Content starts

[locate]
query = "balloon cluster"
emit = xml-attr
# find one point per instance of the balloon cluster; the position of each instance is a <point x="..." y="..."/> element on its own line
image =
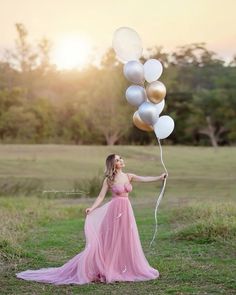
<point x="146" y="92"/>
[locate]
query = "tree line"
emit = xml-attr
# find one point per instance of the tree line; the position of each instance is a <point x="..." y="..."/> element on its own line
<point x="41" y="104"/>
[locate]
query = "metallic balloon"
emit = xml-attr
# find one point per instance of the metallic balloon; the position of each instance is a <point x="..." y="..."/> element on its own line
<point x="134" y="72"/>
<point x="148" y="113"/>
<point x="156" y="91"/>
<point x="135" y="95"/>
<point x="127" y="44"/>
<point x="138" y="122"/>
<point x="152" y="70"/>
<point x="164" y="127"/>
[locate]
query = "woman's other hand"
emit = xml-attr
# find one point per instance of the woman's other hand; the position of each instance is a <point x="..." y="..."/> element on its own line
<point x="163" y="176"/>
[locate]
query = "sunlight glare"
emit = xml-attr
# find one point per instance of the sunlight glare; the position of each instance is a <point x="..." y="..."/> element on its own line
<point x="71" y="52"/>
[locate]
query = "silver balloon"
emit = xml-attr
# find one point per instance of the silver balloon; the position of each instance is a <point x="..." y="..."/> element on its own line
<point x="164" y="127"/>
<point x="127" y="44"/>
<point x="148" y="112"/>
<point x="134" y="72"/>
<point x="135" y="95"/>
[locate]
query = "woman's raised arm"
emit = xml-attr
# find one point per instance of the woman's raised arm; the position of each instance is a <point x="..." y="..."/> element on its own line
<point x="100" y="197"/>
<point x="139" y="178"/>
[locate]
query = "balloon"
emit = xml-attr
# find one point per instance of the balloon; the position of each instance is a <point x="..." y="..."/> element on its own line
<point x="133" y="71"/>
<point x="152" y="70"/>
<point x="156" y="91"/>
<point x="138" y="122"/>
<point x="148" y="112"/>
<point x="135" y="95"/>
<point x="163" y="127"/>
<point x="160" y="106"/>
<point x="127" y="44"/>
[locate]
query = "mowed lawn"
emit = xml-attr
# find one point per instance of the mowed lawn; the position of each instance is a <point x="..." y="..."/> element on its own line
<point x="194" y="249"/>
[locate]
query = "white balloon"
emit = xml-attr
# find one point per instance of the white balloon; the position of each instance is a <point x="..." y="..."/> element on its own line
<point x="163" y="127"/>
<point x="133" y="71"/>
<point x="135" y="95"/>
<point x="152" y="70"/>
<point x="160" y="106"/>
<point x="127" y="44"/>
<point x="148" y="112"/>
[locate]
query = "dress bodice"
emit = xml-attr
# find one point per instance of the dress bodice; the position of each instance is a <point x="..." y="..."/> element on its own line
<point x="121" y="190"/>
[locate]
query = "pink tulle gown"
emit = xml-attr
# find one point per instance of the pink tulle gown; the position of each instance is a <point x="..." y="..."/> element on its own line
<point x="113" y="250"/>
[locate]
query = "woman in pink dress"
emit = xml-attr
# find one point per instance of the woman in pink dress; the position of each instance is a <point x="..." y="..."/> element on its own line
<point x="113" y="251"/>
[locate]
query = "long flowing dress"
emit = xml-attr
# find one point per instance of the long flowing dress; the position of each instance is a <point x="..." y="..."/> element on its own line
<point x="113" y="251"/>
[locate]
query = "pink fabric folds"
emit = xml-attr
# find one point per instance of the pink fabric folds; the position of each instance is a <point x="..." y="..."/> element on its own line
<point x="113" y="251"/>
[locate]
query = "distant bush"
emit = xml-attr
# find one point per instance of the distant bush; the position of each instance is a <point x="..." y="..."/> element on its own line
<point x="205" y="223"/>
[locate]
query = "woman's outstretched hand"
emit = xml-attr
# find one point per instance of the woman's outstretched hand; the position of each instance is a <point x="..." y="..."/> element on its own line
<point x="163" y="176"/>
<point x="88" y="210"/>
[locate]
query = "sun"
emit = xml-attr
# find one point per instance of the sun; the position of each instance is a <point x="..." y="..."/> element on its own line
<point x="71" y="52"/>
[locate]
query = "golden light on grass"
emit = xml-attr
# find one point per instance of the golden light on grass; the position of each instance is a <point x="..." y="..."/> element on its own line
<point x="71" y="51"/>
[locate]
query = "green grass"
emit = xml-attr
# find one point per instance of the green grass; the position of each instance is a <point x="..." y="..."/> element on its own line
<point x="194" y="249"/>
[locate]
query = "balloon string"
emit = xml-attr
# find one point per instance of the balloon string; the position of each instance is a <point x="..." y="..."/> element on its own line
<point x="161" y="193"/>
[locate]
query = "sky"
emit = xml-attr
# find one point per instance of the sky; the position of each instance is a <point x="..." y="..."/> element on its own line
<point x="167" y="23"/>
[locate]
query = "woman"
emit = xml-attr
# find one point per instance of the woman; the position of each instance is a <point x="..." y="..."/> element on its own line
<point x="113" y="251"/>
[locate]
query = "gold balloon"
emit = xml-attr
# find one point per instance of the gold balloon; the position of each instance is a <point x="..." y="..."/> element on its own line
<point x="138" y="122"/>
<point x="156" y="91"/>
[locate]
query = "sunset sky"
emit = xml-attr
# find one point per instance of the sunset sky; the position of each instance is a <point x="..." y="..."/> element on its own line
<point x="167" y="23"/>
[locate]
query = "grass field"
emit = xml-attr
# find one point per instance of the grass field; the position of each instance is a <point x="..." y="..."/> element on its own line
<point x="194" y="250"/>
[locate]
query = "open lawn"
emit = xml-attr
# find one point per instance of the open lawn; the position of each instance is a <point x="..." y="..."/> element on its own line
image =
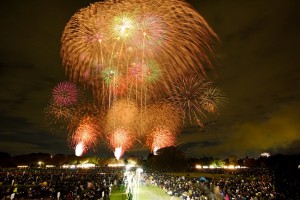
<point x="199" y="174"/>
<point x="144" y="193"/>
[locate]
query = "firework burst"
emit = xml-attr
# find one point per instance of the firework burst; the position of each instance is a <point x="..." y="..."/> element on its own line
<point x="187" y="95"/>
<point x="160" y="137"/>
<point x="57" y="117"/>
<point x="85" y="135"/>
<point x="213" y="99"/>
<point x="115" y="34"/>
<point x="65" y="94"/>
<point x="120" y="140"/>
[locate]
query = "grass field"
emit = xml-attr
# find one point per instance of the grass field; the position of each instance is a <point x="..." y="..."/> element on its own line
<point x="154" y="193"/>
<point x="144" y="193"/>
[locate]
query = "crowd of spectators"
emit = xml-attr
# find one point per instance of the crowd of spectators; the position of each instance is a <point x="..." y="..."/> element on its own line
<point x="58" y="183"/>
<point x="71" y="184"/>
<point x="242" y="184"/>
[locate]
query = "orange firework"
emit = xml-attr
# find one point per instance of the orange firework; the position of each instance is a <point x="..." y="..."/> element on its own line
<point x="160" y="137"/>
<point x="123" y="113"/>
<point x="212" y="99"/>
<point x="120" y="140"/>
<point x="85" y="135"/>
<point x="160" y="114"/>
<point x="114" y="34"/>
<point x="57" y="117"/>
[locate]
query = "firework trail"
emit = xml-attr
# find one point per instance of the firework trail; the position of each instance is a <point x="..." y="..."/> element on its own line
<point x="160" y="114"/>
<point x="160" y="137"/>
<point x="120" y="140"/>
<point x="85" y="136"/>
<point x="187" y="94"/>
<point x="112" y="39"/>
<point x="65" y="94"/>
<point x="129" y="53"/>
<point x="213" y="99"/>
<point x="58" y="117"/>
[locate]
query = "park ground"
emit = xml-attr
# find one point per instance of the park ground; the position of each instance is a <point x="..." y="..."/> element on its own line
<point x="153" y="192"/>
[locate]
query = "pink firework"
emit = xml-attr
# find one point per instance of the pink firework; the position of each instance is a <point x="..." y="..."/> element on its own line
<point x="85" y="135"/>
<point x="65" y="94"/>
<point x="160" y="137"/>
<point x="120" y="140"/>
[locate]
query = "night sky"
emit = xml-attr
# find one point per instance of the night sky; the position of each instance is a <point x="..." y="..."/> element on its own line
<point x="258" y="71"/>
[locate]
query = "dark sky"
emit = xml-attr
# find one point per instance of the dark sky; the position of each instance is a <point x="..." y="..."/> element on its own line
<point x="259" y="73"/>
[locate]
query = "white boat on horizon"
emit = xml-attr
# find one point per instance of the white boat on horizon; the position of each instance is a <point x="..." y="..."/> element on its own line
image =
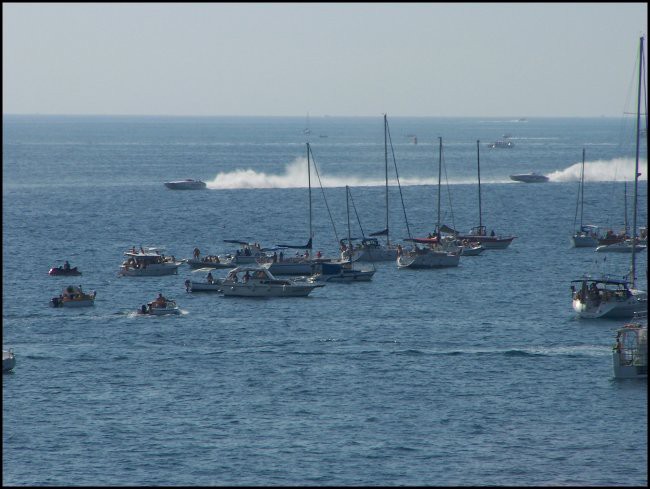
<point x="532" y="177"/>
<point x="187" y="184"/>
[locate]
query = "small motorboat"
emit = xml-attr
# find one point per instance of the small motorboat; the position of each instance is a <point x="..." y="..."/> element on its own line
<point x="256" y="281"/>
<point x="187" y="184"/>
<point x="529" y="178"/>
<point x="8" y="360"/>
<point x="73" y="296"/>
<point x="66" y="270"/>
<point x="160" y="307"/>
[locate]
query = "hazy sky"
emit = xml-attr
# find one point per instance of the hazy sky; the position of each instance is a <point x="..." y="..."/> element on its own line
<point x="418" y="59"/>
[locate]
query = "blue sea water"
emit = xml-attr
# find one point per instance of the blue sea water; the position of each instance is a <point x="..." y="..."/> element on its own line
<point x="475" y="375"/>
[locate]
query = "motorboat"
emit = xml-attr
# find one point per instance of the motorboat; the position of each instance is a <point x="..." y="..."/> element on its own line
<point x="428" y="256"/>
<point x="501" y="143"/>
<point x="621" y="247"/>
<point x="160" y="307"/>
<point x="341" y="272"/>
<point x="369" y="250"/>
<point x="8" y="360"/>
<point x="65" y="271"/>
<point x="149" y="262"/>
<point x="489" y="242"/>
<point x="607" y="298"/>
<point x="73" y="296"/>
<point x="210" y="284"/>
<point x="257" y="281"/>
<point x="586" y="237"/>
<point x="630" y="352"/>
<point x="529" y="178"/>
<point x="187" y="184"/>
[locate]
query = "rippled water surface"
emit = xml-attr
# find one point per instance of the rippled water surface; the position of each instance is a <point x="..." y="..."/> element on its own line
<point x="475" y="375"/>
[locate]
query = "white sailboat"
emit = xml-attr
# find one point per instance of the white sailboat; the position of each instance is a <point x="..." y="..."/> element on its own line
<point x="479" y="233"/>
<point x="606" y="297"/>
<point x="370" y="249"/>
<point x="435" y="253"/>
<point x="586" y="235"/>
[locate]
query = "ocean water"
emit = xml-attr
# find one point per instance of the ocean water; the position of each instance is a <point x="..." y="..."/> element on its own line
<point x="475" y="375"/>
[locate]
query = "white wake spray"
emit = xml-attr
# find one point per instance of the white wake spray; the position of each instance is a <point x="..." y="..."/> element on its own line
<point x="616" y="170"/>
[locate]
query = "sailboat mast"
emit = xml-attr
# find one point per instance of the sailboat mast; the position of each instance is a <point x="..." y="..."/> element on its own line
<point x="386" y="162"/>
<point x="309" y="185"/>
<point x="478" y="164"/>
<point x="439" y="181"/>
<point x="636" y="164"/>
<point x="582" y="187"/>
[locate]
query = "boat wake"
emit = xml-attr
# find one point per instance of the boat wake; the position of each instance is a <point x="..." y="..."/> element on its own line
<point x="618" y="169"/>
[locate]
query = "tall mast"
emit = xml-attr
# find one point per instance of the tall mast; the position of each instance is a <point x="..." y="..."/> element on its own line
<point x="636" y="165"/>
<point x="386" y="161"/>
<point x="439" y="180"/>
<point x="478" y="164"/>
<point x="582" y="187"/>
<point x="309" y="185"/>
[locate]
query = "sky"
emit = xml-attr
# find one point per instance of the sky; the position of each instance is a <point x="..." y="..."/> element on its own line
<point x="336" y="59"/>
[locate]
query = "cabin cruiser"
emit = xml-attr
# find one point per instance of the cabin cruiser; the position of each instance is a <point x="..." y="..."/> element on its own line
<point x="66" y="270"/>
<point x="257" y="281"/>
<point x="149" y="262"/>
<point x="491" y="242"/>
<point x="630" y="352"/>
<point x="187" y="184"/>
<point x="529" y="178"/>
<point x="73" y="296"/>
<point x="432" y="255"/>
<point x="607" y="298"/>
<point x="8" y="360"/>
<point x="210" y="284"/>
<point x="341" y="272"/>
<point x="587" y="237"/>
<point x="160" y="306"/>
<point x="369" y="250"/>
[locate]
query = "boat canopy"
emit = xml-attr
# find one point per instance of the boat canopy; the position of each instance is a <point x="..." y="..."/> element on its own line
<point x="308" y="246"/>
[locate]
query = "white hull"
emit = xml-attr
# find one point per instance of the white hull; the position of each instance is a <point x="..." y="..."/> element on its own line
<point x="430" y="259"/>
<point x="154" y="270"/>
<point x="584" y="241"/>
<point x="266" y="290"/>
<point x="614" y="307"/>
<point x="372" y="255"/>
<point x="290" y="268"/>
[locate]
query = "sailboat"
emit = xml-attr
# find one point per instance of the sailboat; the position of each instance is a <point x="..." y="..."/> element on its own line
<point x="435" y="253"/>
<point x="370" y="249"/>
<point x="606" y="297"/>
<point x="343" y="270"/>
<point x="587" y="234"/>
<point x="302" y="264"/>
<point x="479" y="233"/>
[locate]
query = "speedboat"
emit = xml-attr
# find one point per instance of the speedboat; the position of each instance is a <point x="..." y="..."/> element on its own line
<point x="621" y="247"/>
<point x="187" y="184"/>
<point x="607" y="298"/>
<point x="210" y="284"/>
<point x="8" y="360"/>
<point x="149" y="262"/>
<point x="369" y="250"/>
<point x="529" y="178"/>
<point x="256" y="281"/>
<point x="340" y="272"/>
<point x="430" y="256"/>
<point x="160" y="307"/>
<point x="64" y="271"/>
<point x="630" y="352"/>
<point x="73" y="296"/>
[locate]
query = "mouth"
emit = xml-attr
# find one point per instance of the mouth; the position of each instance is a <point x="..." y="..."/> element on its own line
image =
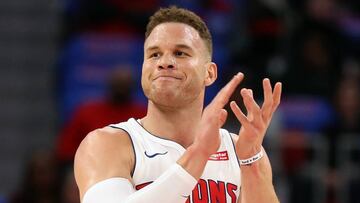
<point x="166" y="77"/>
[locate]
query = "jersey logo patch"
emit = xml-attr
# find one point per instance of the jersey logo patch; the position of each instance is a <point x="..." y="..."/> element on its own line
<point x="219" y="156"/>
<point x="155" y="154"/>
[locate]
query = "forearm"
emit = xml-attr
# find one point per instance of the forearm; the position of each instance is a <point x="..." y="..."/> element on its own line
<point x="174" y="185"/>
<point x="256" y="183"/>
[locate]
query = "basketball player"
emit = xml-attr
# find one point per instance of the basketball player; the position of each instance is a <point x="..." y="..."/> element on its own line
<point x="178" y="151"/>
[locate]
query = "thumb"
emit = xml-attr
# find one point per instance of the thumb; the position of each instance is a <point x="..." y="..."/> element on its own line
<point x="222" y="117"/>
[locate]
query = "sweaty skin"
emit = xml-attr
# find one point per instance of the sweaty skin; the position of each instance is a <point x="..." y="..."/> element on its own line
<point x="176" y="70"/>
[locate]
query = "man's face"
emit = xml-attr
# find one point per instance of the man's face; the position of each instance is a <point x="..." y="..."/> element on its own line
<point x="175" y="65"/>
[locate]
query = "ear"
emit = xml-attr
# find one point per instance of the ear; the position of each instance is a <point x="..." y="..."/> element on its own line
<point x="211" y="73"/>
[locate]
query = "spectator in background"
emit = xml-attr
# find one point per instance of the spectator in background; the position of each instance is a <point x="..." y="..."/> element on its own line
<point x="40" y="181"/>
<point x="347" y="126"/>
<point x="117" y="107"/>
<point x="69" y="190"/>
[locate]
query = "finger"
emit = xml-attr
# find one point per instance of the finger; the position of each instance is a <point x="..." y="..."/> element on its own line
<point x="222" y="98"/>
<point x="239" y="114"/>
<point x="276" y="96"/>
<point x="222" y="117"/>
<point x="268" y="99"/>
<point x="252" y="107"/>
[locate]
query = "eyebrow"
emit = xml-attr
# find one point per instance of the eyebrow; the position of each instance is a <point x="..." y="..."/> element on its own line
<point x="181" y="46"/>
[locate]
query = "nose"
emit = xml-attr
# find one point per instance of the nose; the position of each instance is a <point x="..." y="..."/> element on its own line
<point x="166" y="62"/>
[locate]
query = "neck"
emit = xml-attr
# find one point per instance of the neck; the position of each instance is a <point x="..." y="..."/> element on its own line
<point x="177" y="124"/>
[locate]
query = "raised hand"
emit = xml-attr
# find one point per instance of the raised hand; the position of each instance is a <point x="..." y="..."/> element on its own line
<point x="213" y="117"/>
<point x="257" y="120"/>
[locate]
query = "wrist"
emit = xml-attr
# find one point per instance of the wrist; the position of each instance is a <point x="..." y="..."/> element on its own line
<point x="247" y="152"/>
<point x="249" y="161"/>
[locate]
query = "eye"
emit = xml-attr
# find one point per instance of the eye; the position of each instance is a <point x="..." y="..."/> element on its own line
<point x="180" y="54"/>
<point x="154" y="55"/>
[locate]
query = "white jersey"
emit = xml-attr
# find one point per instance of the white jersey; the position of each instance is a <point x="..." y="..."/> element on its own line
<point x="220" y="181"/>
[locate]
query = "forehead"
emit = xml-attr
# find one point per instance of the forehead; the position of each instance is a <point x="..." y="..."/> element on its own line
<point x="173" y="33"/>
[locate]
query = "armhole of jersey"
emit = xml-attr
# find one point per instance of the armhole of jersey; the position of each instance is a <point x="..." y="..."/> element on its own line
<point x="234" y="148"/>
<point x="133" y="147"/>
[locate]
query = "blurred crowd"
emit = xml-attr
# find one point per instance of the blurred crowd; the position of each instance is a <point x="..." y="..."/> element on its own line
<point x="312" y="46"/>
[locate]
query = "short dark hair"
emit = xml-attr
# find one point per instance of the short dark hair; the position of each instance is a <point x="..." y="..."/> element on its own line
<point x="180" y="15"/>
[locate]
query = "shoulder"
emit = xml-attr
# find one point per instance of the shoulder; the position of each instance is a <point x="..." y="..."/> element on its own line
<point x="104" y="153"/>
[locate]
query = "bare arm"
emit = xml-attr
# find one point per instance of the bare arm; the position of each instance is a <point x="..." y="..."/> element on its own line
<point x="104" y="154"/>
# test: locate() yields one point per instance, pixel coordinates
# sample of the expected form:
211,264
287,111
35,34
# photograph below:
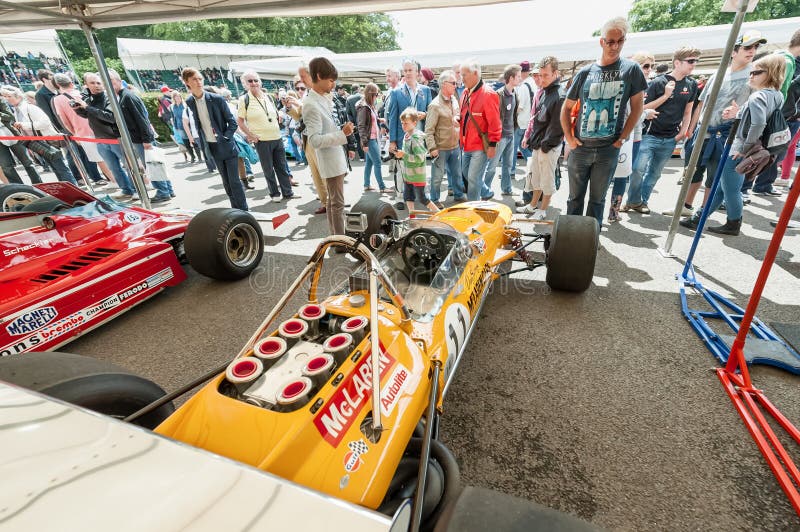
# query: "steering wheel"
423,251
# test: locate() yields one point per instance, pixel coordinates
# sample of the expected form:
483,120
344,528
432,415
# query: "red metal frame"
750,402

Content ends

What the exercise asks
Please copy out each line of the listing above that contains the string "horizon".

Exercise output
query = "white boat on horizon"
# find one point per instance of the white boat on horizon; the position of each instance is a <point x="..." y="..."/> element on its own line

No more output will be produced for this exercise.